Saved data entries

* Start *

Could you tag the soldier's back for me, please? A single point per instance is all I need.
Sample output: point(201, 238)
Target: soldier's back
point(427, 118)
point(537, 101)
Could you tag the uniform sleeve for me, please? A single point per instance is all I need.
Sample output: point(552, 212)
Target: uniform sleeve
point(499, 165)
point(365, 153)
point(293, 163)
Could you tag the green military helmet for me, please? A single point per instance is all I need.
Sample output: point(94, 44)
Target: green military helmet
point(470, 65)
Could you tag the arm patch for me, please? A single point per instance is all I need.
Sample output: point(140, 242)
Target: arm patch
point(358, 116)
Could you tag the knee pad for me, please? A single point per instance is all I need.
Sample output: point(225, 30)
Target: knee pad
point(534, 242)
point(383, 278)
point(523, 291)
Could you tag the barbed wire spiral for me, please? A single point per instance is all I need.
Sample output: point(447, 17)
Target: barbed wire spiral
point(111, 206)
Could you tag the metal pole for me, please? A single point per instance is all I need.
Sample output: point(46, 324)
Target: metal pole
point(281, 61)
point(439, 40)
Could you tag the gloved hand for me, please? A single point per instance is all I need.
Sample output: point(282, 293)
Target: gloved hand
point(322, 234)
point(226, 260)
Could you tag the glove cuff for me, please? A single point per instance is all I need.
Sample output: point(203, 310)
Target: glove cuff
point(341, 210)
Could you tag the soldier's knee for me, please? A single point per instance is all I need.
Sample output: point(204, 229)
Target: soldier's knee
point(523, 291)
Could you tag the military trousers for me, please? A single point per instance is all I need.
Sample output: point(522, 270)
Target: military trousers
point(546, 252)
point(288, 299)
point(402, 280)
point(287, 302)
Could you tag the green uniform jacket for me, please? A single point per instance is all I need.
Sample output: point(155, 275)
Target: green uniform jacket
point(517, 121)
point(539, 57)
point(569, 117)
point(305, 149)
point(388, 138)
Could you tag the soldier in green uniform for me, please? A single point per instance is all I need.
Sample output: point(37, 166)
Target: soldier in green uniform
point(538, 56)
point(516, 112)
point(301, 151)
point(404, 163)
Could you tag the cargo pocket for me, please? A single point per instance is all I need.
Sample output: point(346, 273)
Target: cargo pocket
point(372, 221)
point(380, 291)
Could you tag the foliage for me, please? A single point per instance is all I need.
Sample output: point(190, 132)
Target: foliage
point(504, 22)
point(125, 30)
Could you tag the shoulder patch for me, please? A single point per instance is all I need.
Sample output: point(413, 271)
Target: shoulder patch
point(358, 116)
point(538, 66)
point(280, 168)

* End *

WORK INSTRUCTIONS: Rewrite the rows from the line containing "Could you tag the shoulder" through the last row, with "shoulder patch" swapped for "sleeve patch" and everything else left as it is.

TASK ANSWER:
Could you tag the sleeve patch for me, please? A single point per instance is all I need.
Sample output: point(413, 271)
Target: sleeve patch
point(358, 116)
point(538, 66)
point(280, 168)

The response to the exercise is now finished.